*** Opening of Data listing ***

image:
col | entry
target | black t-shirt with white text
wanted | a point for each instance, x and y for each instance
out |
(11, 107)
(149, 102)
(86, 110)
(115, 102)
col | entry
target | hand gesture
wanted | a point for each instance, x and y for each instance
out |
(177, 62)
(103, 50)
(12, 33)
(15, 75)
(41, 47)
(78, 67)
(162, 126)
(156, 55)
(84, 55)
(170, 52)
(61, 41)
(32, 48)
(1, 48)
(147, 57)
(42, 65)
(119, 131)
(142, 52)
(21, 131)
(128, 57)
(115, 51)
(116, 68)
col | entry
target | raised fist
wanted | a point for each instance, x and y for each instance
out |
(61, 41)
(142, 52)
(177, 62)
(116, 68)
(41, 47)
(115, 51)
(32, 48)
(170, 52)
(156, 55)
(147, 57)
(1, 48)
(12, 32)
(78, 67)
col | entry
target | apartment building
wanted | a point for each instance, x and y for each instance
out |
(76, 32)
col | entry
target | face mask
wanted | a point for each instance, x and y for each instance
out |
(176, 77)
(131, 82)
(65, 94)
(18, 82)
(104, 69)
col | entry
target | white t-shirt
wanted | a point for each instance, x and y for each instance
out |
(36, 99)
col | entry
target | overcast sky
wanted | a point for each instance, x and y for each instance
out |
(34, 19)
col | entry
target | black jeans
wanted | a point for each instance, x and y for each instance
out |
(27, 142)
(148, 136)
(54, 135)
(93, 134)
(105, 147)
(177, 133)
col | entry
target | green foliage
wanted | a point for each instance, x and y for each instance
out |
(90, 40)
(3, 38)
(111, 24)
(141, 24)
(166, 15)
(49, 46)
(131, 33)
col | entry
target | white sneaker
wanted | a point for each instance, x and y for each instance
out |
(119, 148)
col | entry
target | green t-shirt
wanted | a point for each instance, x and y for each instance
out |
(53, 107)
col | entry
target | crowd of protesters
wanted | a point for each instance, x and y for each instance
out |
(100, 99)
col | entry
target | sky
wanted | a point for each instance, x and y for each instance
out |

*** Close of Data listing ***

— Problem details —
Please return all lines from the records that hold the word "white".

— Task response —
target | black t-shirt with white text
target | white t-shirt
target | white sneaker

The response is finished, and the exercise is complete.